» Request:
Render the lines below as a Markdown table with the columns "Row" (a running number) and "Text" (the line), skipping blank lines. Leave the pictures out of the table.

(Rows from an object pointing dataset)

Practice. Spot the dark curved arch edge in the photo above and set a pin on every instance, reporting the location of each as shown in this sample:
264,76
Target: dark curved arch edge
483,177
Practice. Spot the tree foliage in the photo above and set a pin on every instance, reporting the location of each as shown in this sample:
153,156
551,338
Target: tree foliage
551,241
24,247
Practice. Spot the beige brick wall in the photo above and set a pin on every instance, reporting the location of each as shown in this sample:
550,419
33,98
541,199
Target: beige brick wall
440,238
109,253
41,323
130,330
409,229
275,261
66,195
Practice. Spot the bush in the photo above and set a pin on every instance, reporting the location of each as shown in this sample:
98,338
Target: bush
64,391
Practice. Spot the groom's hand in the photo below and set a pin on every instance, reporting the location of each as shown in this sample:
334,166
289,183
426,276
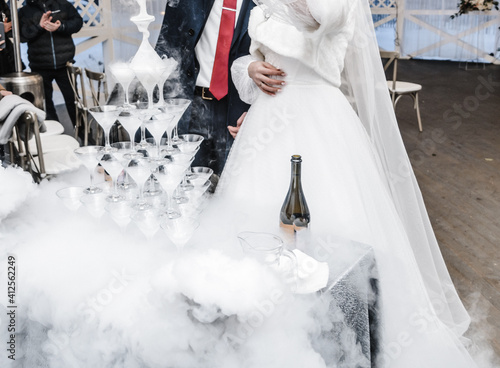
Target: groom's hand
234,130
262,73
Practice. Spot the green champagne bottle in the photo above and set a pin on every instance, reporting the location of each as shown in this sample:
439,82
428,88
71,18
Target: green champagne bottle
294,213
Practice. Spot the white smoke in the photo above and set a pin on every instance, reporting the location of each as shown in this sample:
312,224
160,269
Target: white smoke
90,295
16,186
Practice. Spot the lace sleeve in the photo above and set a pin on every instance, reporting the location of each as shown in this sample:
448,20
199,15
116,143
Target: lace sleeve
246,87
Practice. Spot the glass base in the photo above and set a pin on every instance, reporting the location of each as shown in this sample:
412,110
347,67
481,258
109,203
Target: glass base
186,187
142,206
181,200
172,214
92,190
114,198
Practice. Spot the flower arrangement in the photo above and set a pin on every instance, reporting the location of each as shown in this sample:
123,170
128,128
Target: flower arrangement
466,6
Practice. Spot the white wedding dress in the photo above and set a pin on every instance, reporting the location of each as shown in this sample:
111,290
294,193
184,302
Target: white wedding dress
347,173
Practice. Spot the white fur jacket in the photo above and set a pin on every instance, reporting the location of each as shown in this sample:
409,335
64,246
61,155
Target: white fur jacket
321,47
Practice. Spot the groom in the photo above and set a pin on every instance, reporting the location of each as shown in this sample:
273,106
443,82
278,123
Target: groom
205,37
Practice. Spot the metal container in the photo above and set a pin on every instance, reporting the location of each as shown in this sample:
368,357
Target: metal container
27,85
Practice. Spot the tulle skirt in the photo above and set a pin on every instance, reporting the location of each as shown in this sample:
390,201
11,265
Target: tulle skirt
348,197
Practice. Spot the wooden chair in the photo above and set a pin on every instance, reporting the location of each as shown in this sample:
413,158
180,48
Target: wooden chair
77,83
41,155
399,89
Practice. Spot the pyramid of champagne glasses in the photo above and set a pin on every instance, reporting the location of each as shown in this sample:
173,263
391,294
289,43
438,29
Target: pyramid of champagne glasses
150,184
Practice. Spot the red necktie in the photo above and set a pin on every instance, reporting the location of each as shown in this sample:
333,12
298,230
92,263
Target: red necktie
219,82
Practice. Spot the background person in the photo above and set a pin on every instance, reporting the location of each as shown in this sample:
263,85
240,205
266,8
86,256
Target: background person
47,26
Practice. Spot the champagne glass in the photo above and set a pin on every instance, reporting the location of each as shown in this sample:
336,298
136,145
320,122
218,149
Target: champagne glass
70,196
147,75
94,203
147,220
201,175
168,66
114,168
131,121
120,213
139,168
177,107
190,143
145,115
124,75
90,157
183,159
105,116
179,230
123,148
169,176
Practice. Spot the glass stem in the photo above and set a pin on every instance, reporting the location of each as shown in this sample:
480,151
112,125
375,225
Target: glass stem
106,137
91,181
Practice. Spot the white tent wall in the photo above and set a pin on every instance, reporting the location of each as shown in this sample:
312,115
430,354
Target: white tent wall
417,28
424,29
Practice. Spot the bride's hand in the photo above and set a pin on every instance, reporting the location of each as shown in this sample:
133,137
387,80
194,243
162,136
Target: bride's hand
261,73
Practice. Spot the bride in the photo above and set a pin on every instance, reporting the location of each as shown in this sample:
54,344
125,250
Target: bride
333,108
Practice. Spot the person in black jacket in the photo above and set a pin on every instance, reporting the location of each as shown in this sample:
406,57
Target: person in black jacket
189,34
7,54
47,26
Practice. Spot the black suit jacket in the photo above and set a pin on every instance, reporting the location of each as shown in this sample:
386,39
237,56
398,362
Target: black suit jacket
181,29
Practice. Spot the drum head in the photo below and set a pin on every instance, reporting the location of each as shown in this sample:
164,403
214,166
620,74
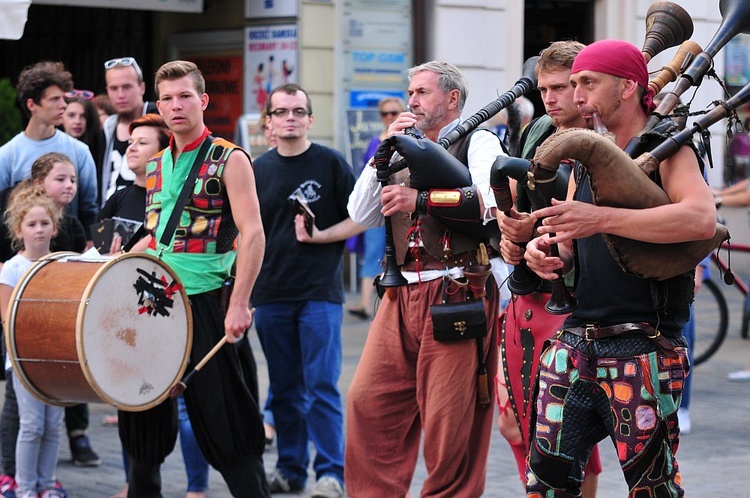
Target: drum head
134,332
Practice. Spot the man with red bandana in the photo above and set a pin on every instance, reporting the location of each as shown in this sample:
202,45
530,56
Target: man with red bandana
617,367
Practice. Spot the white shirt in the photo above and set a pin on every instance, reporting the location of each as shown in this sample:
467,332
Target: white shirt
364,202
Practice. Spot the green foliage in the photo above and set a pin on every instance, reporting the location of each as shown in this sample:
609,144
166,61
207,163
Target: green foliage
11,120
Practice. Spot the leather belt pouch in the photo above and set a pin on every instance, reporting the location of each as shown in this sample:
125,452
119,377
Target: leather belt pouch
458,321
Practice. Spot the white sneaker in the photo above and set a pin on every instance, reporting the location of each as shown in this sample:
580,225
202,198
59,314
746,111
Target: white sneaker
683,416
739,375
328,487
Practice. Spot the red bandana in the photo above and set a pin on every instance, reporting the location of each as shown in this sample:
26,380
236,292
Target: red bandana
618,58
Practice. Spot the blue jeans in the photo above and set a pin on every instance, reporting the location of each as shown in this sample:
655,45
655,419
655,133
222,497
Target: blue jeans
196,466
38,441
302,344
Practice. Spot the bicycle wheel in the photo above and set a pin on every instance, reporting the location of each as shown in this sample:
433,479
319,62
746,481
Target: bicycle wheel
711,321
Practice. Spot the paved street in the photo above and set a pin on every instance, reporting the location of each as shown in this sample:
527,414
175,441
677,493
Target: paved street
714,458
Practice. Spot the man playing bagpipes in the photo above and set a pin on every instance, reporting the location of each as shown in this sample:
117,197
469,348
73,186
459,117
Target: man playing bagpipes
617,367
525,325
411,378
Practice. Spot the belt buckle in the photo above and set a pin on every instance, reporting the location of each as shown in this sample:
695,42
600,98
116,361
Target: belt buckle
592,329
656,334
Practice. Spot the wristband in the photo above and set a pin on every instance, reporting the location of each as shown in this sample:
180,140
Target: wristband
421,204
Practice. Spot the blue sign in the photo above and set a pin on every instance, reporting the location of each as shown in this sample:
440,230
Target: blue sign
368,99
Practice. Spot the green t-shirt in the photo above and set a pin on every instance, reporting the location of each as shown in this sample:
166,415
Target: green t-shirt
199,272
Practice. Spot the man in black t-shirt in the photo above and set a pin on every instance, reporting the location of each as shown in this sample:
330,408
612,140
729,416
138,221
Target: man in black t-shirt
299,294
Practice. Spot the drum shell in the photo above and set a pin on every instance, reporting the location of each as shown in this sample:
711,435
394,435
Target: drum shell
54,348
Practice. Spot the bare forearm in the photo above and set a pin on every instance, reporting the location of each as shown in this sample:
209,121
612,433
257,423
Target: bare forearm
250,250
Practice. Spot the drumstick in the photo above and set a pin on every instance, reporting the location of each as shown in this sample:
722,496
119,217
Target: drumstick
180,387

» Answer for this exercise:
| Row | Text |
|---|---|
| 1 | Practice. Spot the dark curved arch edge in the photo above and set a pin on every instance, reporting the location of each as shown in this sample: |
| 2 | 264,76 |
| 3 | Target: dark curved arch edge |
| 4 | 483,177 |
| 5 | Practice. Spot the tree foliage in the photo above and set a pin on every instance, reporting the location of each as shown in this sample: |
| 6 | 153,156 |
| 7 | 551,338 |
| 8 | Target: tree foliage |
| 9 | 551,241 |
| 10 | 24,247 |
| 11 | Practice. Spot the beige brick wall in the photo above and set a pin on every instance, reporting the location of each as shown in this sample: |
| 12 | 550,419 |
| 13 | 33,98 |
| 14 | 541,199 |
| 15 | Target: beige brick wall |
| 16 | 440,238 |
| 17 | 109,253 |
| 18 | 41,323 |
| 19 | 130,330 |
| 20 | 409,229 |
| 21 | 275,261 |
| 22 | 66,195 |
| 23 | Practice. Spot the bush in the photo above and set a pin on every instance, reporting the location of each as shown in this sample: |
| 24 | 98,338 |
| 25 | Target: bush |
| 26 | 64,391 |
| 27 | Practice. Spot the groom's hand in the photo below and set a pin on every instance, reporting the location of each as shown in this sample: |
| 28 | 334,166 |
| 29 | 289,183 |
| 30 | 426,276 |
| 31 | Target: groom's hand |
| 32 | 234,130 |
| 33 | 262,73 |
| 34 | Practice. Spot the green champagne bottle in the photo above and set a pin on every instance, reporting the location of each as shown in this sample: |
| 35 | 439,82 |
| 36 | 428,88 |
| 37 | 71,18 |
| 38 | Target: green champagne bottle |
| 39 | 294,213 |
| 40 | Practice. Spot the white smoke in the photo above and set a pin on every instance, reporting the location of each as shown in this sample: |
| 41 | 312,224 |
| 42 | 160,269 |
| 43 | Target: white smoke |
| 44 | 90,295 |
| 45 | 16,186 |
| 46 | Practice. Spot the lace sleeve in the photo above and set a pin on every instance, reporting the location of each as shown in this sample: |
| 47 | 448,20 |
| 48 | 199,15 |
| 49 | 116,143 |
| 50 | Target: lace sleeve |
| 51 | 246,87 |
| 52 | Practice. Spot the glass base in the photo above and set a pin on every instance, reporting the location of each as shown in this sample: |
| 53 | 412,110 |
| 54 | 347,67 |
| 55 | 481,258 |
| 56 | 109,203 |
| 57 | Target: glass base |
| 58 | 186,187 |
| 59 | 142,206 |
| 60 | 181,200 |
| 61 | 172,214 |
| 62 | 92,190 |
| 63 | 114,198 |
| 64 | Practice. Spot the flower arrangement in the photo above and set a pin on every instance, reporting the location of each as shown in this sample: |
| 65 | 123,170 |
| 66 | 128,128 |
| 67 | Target: flower arrangement |
| 68 | 466,6 |
| 69 | Practice. Spot the white wedding dress in the photo above and set a pin on every instance, reporting the location of each as shown in this sample: |
| 70 | 111,290 |
| 71 | 294,193 |
| 72 | 184,302 |
| 73 | Target: white wedding dress |
| 74 | 347,173 |
| 75 | Practice. Spot the white fur jacket in the photo above and set a pin on every instance, reporting the location of each as shown in this sample: |
| 76 | 409,335 |
| 77 | 64,246 |
| 78 | 61,155 |
| 79 | Target: white fur jacket |
| 80 | 321,47 |
| 81 | Practice. Spot the groom in the photo above and set a pin on every instance, reporting the location of each as shown in this sample: |
| 82 | 273,106 |
| 83 | 443,82 |
| 84 | 278,123 |
| 85 | Target: groom |
| 86 | 205,37 |
| 87 | Practice. Spot the metal container in the photo above and set a pin on every instance, reporting the location of each as shown in this sample: |
| 88 | 368,357 |
| 89 | Target: metal container |
| 90 | 27,85 |
| 91 | Practice. Spot the tulle skirt in the photo above and set a pin on every instance, reporting the location of each as shown in this sample: |
| 92 | 390,201 |
| 93 | 11,265 |
| 94 | Target: tulle skirt |
| 95 | 348,197 |
| 96 | Practice. Spot the wooden chair in the photo above and set a pin on every instance, reporting the location of each as shown in this sample: |
| 97 | 413,158 |
| 98 | 180,48 |
| 99 | Target: wooden chair |
| 100 | 77,83 |
| 101 | 41,155 |
| 102 | 399,89 |
| 103 | Practice. Spot the pyramid of champagne glasses in the photo above and set a pin on every instance, reporting the location of each as shown in this sample: |
| 104 | 173,263 |
| 105 | 391,294 |
| 106 | 289,43 |
| 107 | 438,29 |
| 108 | Target: pyramid of champagne glasses |
| 109 | 150,184 |
| 110 | Practice. Spot the red necktie in the photo above and set a pin on every instance, reporting the location of each as shown in this sample: |
| 111 | 333,12 |
| 112 | 298,230 |
| 113 | 92,263 |
| 114 | Target: red necktie |
| 115 | 219,82 |
| 116 | Practice. Spot the background person in the photo above and set a pin on every instance, reporting the location of each as shown in this sample: |
| 117 | 263,85 |
| 118 | 240,205 |
| 119 | 266,8 |
| 120 | 86,256 |
| 121 | Target: background person |
| 122 | 47,26 |
| 123 | Practice. Spot the champagne glass in the photo above and set a pin on every instance, reporting the location of each as shown in this sample: |
| 124 | 336,298 |
| 125 | 136,145 |
| 126 | 320,122 |
| 127 | 218,149 |
| 128 | Target: champagne glass |
| 129 | 70,196 |
| 130 | 147,75 |
| 131 | 94,203 |
| 132 | 147,220 |
| 133 | 201,175 |
| 134 | 168,66 |
| 135 | 114,168 |
| 136 | 131,121 |
| 137 | 120,213 |
| 138 | 139,168 |
| 139 | 177,107 |
| 140 | 190,143 |
| 141 | 145,115 |
| 142 | 124,75 |
| 143 | 90,157 |
| 144 | 183,159 |
| 145 | 105,116 |
| 146 | 179,230 |
| 147 | 123,148 |
| 148 | 169,176 |
| 149 | Practice. Spot the glass stem in the photo above and set a pin on every instance, reporting the location of each as shown in this sample: |
| 150 | 480,151 |
| 151 | 112,125 |
| 152 | 375,225 |
| 153 | Target: glass stem |
| 154 | 106,137 |
| 155 | 91,181 |
| 156 | Practice. Spot the white tent wall in the photo above and set a pin on every instance, reporting the location of each as shown in this sample: |
| 157 | 312,115 |
| 158 | 430,354 |
| 159 | Target: white tent wall |
| 160 | 417,28 |
| 161 | 424,29 |
| 162 | Practice. Spot the bride's hand in the photo above and set a pin on every instance, reporting the location of each as shown in this sample: |
| 163 | 133,137 |
| 164 | 387,80 |
| 165 | 194,243 |
| 166 | 162,136 |
| 167 | Target: bride's hand |
| 168 | 261,73 |
| 169 | Practice. Spot the bride in the photo above and set a pin on every instance, reporting the location of each as shown in this sample: |
| 170 | 54,344 |
| 171 | 125,250 |
| 172 | Target: bride |
| 173 | 333,108 |
| 174 | Practice. Spot the person in black jacket in the photo above and set a pin on every instance, reporting the location of each as shown in this sample: |
| 175 | 406,57 |
| 176 | Target: person in black jacket |
| 177 | 189,34 |
| 178 | 7,54 |
| 179 | 47,26 |
| 180 | Practice. Spot the black suit jacket in the photo above and set a pin on every instance, reporting the location of each as shown in this sample: |
| 181 | 386,39 |
| 182 | 237,56 |
| 183 | 398,362 |
| 184 | Target: black suit jacket |
| 185 | 181,29 |
| 186 | Practice. Spot the drum head in the photo below and set a pin on every instance, reporting the location of each as shown in this sample: |
| 187 | 164,403 |
| 188 | 214,166 |
| 189 | 620,74 |
| 190 | Target: drum head |
| 191 | 134,332 |
| 192 | Practice. Spot the man with red bandana in the photo above and set a pin on every instance, reporting the location of each as shown in this sample: |
| 193 | 202,45 |
| 194 | 530,56 |
| 195 | Target: man with red bandana |
| 196 | 617,367 |
| 197 | Practice. Spot the white shirt in the photo above and set a pin on every instance, reporting the location of each as shown in this sample: |
| 198 | 467,332 |
| 199 | Target: white shirt |
| 200 | 364,202 |
| 201 | Practice. Spot the green foliage in the photo above and set a pin on every instance, reporting the location of each as shown in this sample: |
| 202 | 609,144 |
| 203 | 166,61 |
| 204 | 207,163 |
| 205 | Target: green foliage |
| 206 | 11,120 |
| 207 | Practice. Spot the leather belt pouch in the photo above and set a pin on every instance, reporting the location of each as shown in this sample: |
| 208 | 125,452 |
| 209 | 119,377 |
| 210 | Target: leather belt pouch |
| 211 | 458,321 |
| 212 | Practice. Spot the white sneaker in the photo above and set a pin on every instance, reporting the location of each as shown in this sample: |
| 213 | 580,225 |
| 214 | 202,198 |
| 215 | 59,314 |
| 216 | 746,111 |
| 217 | Target: white sneaker |
| 218 | 683,416 |
| 219 | 739,375 |
| 220 | 328,487 |
| 221 | Practice. Spot the red bandana in the photo above and set a pin on every instance, reporting the location of each as shown in this sample: |
| 222 | 26,380 |
| 223 | 236,292 |
| 224 | Target: red bandana |
| 225 | 618,58 |
| 226 | Practice. Spot the blue jeans in the photo above and set a pin on every instance, reporting the location of each as shown in this sample: |
| 227 | 655,45 |
| 228 | 655,419 |
| 229 | 655,133 |
| 230 | 222,497 |
| 231 | Target: blue jeans |
| 232 | 196,466 |
| 233 | 38,441 |
| 234 | 302,344 |
| 235 | Practice. Spot the bicycle wheel in the photo above and set a pin on every instance, reporting the location of each as shown in this sample: |
| 236 | 433,479 |
| 237 | 319,62 |
| 238 | 746,481 |
| 239 | Target: bicycle wheel |
| 240 | 711,321 |
| 241 | Practice. Spot the paved street in the photo above and set a pin on every instance, reporting the location of each as shown in this sample: |
| 242 | 527,414 |
| 243 | 175,441 |
| 244 | 677,493 |
| 245 | Target: paved street |
| 246 | 714,458 |
| 247 | Practice. Spot the man playing bagpipes in the photo above and set a pin on every instance, reporting the location of each as shown in this sample: |
| 248 | 117,197 |
| 249 | 469,348 |
| 250 | 73,186 |
| 251 | 459,117 |
| 252 | Target: man playing bagpipes |
| 253 | 617,367 |
| 254 | 525,325 |
| 255 | 411,378 |
| 256 | Practice. Spot the belt buckle in the photo above and set a pin on every instance, reporting the location of each as shown in this sample: |
| 257 | 695,42 |
| 258 | 600,98 |
| 259 | 116,361 |
| 260 | Target: belt buckle |
| 261 | 592,329 |
| 262 | 656,334 |
| 263 | Practice. Spot the wristband in the photo above and set a pin on every instance, reporting the location of each as shown in this sample: |
| 264 | 180,140 |
| 265 | Target: wristband |
| 266 | 421,204 |
| 267 | Practice. Spot the blue sign in the photo above and set a pin on every instance, reporting the location of each as shown in this sample: |
| 268 | 440,230 |
| 269 | Target: blue sign |
| 270 | 368,99 |
| 271 | Practice. Spot the green t-shirt in the photo above and set a pin on every instance, reporting the location of each as shown in this sample: |
| 272 | 166,415 |
| 273 | Target: green t-shirt |
| 274 | 199,272 |
| 275 | Practice. Spot the man in black t-shirt in the photo above and set a pin on every instance, reporting the location of each as shown in this sample: |
| 276 | 330,408 |
| 277 | 612,140 |
| 278 | 729,416 |
| 279 | 138,221 |
| 280 | Target: man in black t-shirt |
| 281 | 299,294 |
| 282 | Practice. Spot the drum shell in the photo above and set a pin on every instance, reporting the location of each as shown in this sample: |
| 283 | 711,435 |
| 284 | 394,435 |
| 285 | Target: drum shell |
| 286 | 54,348 |
| 287 | Practice. Spot the bare forearm in the photo above and set a pin on every instance, reporting the location of each as shown in this sample: |
| 288 | 209,121 |
| 289 | 612,433 |
| 290 | 257,423 |
| 291 | Target: bare forearm |
| 292 | 250,250 |
| 293 | Practice. Spot the drumstick in the photo above and set a pin on every instance, reporting the location of each as shown in this sample: |
| 294 | 722,496 |
| 295 | 119,217 |
| 296 | Target: drumstick |
| 297 | 180,387 |